Your goal:
Please output the listing below character for character and omit the images.

Dataset records:
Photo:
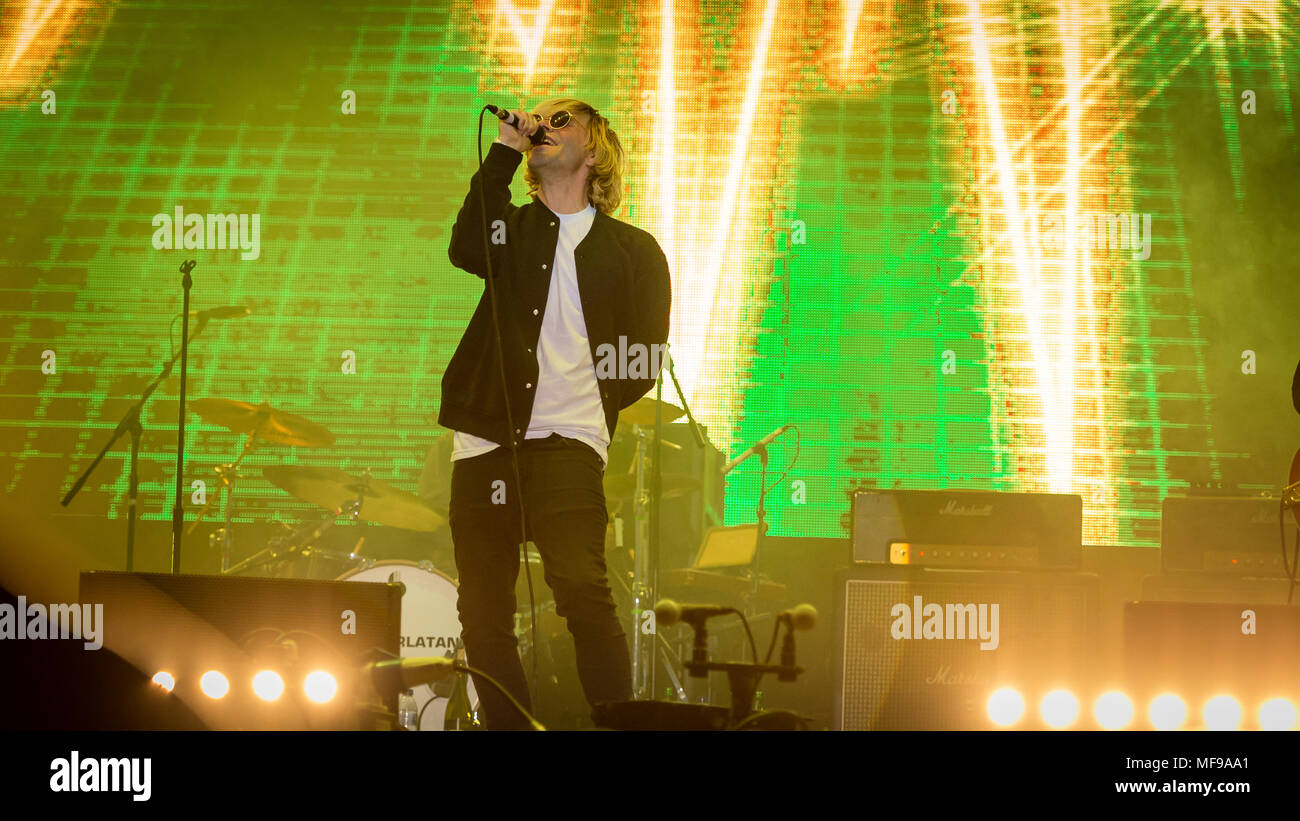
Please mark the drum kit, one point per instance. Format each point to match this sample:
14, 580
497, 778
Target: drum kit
430, 625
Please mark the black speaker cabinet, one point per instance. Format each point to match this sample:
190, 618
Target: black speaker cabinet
921, 648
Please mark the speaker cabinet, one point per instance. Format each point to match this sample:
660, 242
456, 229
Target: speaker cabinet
975, 631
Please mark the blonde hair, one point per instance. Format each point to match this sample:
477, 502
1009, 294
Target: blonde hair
605, 178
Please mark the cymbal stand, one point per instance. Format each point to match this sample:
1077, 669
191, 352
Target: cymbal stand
671, 657
298, 539
642, 656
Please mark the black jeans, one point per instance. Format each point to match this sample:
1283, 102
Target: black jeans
567, 517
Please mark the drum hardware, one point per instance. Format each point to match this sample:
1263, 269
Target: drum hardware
671, 657
430, 624
260, 422
377, 500
300, 543
646, 503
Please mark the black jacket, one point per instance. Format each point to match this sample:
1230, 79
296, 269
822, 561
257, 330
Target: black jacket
623, 282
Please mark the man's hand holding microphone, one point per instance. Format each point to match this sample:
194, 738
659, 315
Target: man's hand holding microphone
518, 137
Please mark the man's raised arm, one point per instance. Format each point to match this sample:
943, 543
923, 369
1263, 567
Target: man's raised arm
467, 235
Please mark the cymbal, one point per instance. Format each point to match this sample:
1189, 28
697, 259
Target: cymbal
332, 489
263, 421
641, 412
622, 486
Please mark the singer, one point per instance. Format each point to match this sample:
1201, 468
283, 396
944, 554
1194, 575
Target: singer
568, 277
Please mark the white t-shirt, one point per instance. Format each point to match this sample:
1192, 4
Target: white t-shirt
567, 398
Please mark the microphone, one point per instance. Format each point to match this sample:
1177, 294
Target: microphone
1291, 494
225, 312
801, 617
406, 673
668, 612
512, 121
754, 448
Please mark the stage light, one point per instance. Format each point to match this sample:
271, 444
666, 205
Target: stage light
1005, 707
1222, 712
1166, 712
268, 685
1277, 715
320, 686
1058, 709
1113, 711
215, 685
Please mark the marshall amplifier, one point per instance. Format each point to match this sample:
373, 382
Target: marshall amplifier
967, 529
1225, 535
921, 648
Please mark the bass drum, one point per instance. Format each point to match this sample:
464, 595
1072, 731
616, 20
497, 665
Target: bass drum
430, 625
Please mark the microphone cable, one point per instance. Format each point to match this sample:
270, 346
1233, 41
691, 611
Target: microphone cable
510, 426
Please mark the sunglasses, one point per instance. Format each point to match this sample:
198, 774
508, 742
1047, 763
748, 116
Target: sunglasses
557, 121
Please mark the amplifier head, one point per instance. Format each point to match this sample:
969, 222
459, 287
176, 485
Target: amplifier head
987, 529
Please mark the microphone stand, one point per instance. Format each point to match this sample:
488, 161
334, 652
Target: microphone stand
130, 424
177, 511
657, 489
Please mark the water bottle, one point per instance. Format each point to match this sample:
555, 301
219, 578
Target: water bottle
407, 711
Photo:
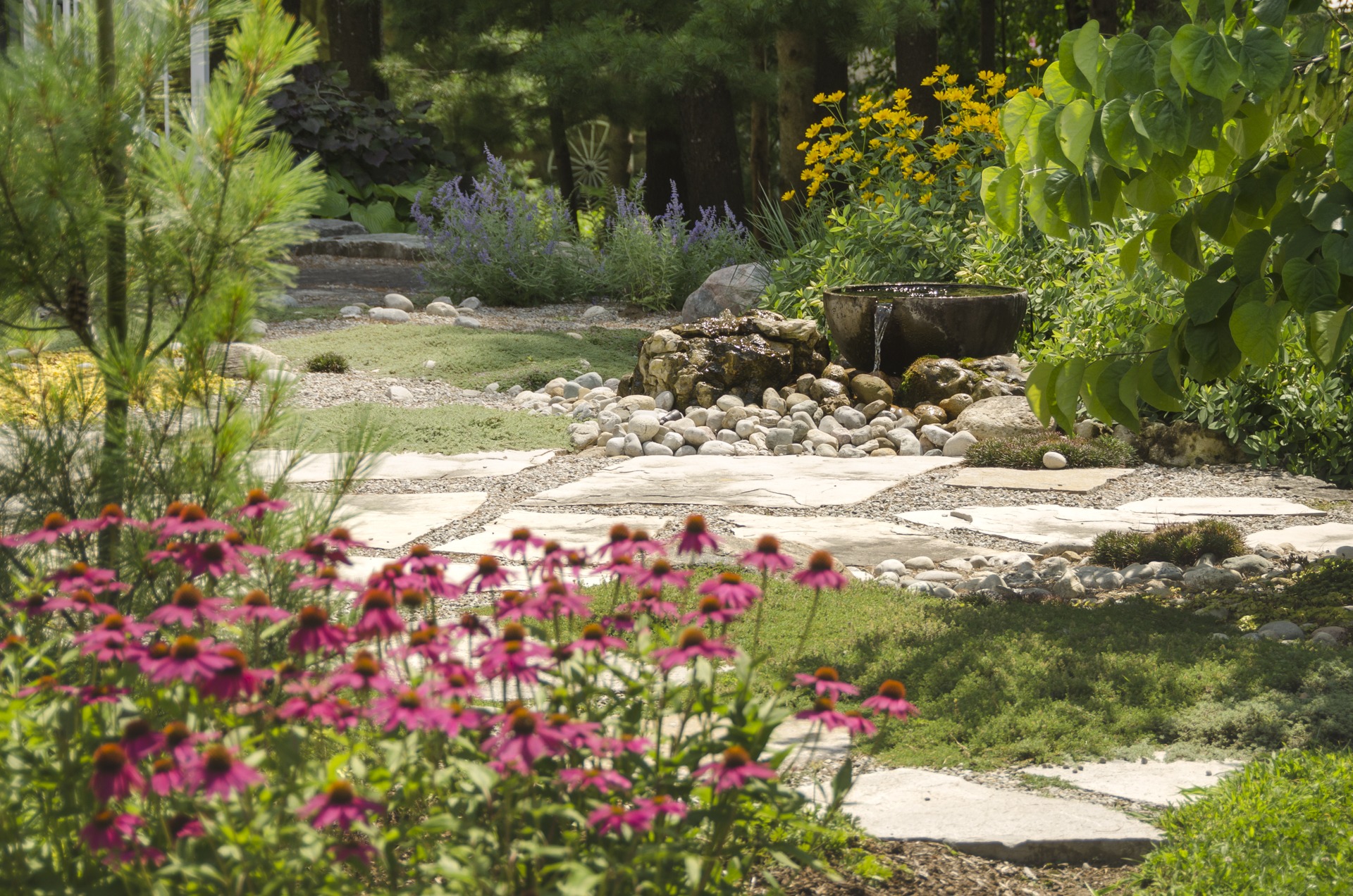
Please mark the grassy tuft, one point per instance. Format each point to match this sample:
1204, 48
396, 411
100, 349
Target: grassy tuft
450, 430
1027, 452
328, 363
1179, 543
473, 359
1279, 826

Solution for this problem:
Photo:
Please mark the drum kit, one point per instance. Format each point to match this sample:
14, 580
497, 778
Target: drum kit
430, 625
Please mark the black speaker cabinet, one point per instance. Format each point to match this sample:
190, 618
Target: black speaker cabinet
921, 648
Please mark the speaker cabinet, one point per instance. Format each point to match this sample:
660, 242
456, 229
Target: speaker cabinet
975, 631
Please mark the blonde hair, one point per instance. Format each point to match this sample:
477, 502
1009, 294
Target: blonde hair
605, 178
Please mark the cymbal stand, one point per instance. Format each point to match this sample:
1077, 669
191, 352
Target: cymbal stand
671, 657
298, 539
642, 656
Please mark the black jeans, one point per instance. Format each point to match this sample:
1283, 102
Target: black jeans
567, 517
Please mark the drum hardware, one point per instance. Format each point to match this sample:
1263, 269
Target: drum hardware
671, 657
430, 624
260, 422
377, 500
300, 543
646, 503
Please mark the black jacket, one point per instance. Format each point to match this sample:
1230, 79
296, 269
822, 561
257, 330
Target: black jacket
623, 282
Please mark the man's hand holding microphone, one point per instance. Format each point to match this sample:
194, 738
659, 315
Target: man's hand holding microphone
518, 137
Please mark the man's raised arm, one point per instance. Format each point to match this sample:
943, 543
923, 369
1263, 567
Target: man's raised arm
467, 235
Please mark the cymbal, one point per instance. Format each point to match this sample:
1189, 28
697, 259
Target: cymbal
332, 489
263, 421
641, 412
622, 486
Please mark the singer, one point per instance. Format each point to match this sample:
1201, 468
283, 396
944, 554
1194, 575
Target: singer
568, 277
Please mark the white t-shirt, one point per instance. Format each point to match this sample:
1192, 4
Target: white t-shirt
567, 398
Please mark the microphone, one point per instance. Format each point to match this sample:
1177, 294
Target: microphone
1291, 494
225, 312
801, 617
406, 673
668, 612
512, 121
754, 448
Please mark the stage light, one point per instance. Format each point to match this sample:
271, 444
666, 205
Target: stage light
1005, 707
1222, 712
1166, 712
268, 685
1277, 715
320, 686
1058, 709
1113, 711
215, 685
Please mark the marshall amplifier, one point per instance. Format each point to match this sample:
373, 382
Target: marshall amplifier
967, 529
1225, 535
921, 648
Please mark the bass drum, one point per instance. Format each point to match this sample:
464, 595
1072, 731
616, 20
497, 665
Target: bass drum
430, 625
Please mark the microphone cable, one point per instance. Format each point to match this sample:
270, 346
1233, 41
691, 611
Target: microphone cable
510, 426
Please mark the sunglasses, one point per instance. Format each point to match this sample:
198, 774
508, 742
1047, 763
748, 116
Target: sunglasses
557, 121
Please mark the amplifier head, one point per instance. Format each point to match this sample:
969, 222
459, 287
176, 485
Target: amplifier head
987, 529
Please mark the microphone stand, one point per instance. Format each point to match this sample:
488, 161
334, 652
Target: microphone stand
130, 424
177, 511
657, 489
Please mark the water bottle, one point per instance. Format each point to match this sample:
555, 301
219, 578
Target: water bottle
407, 711
Photo:
Please mark the grassy tuft, one point per instance. Format each point to match this sample:
1204, 48
396, 411
100, 349
Target: grassy tuft
450, 430
1027, 452
328, 363
1179, 543
473, 359
1279, 826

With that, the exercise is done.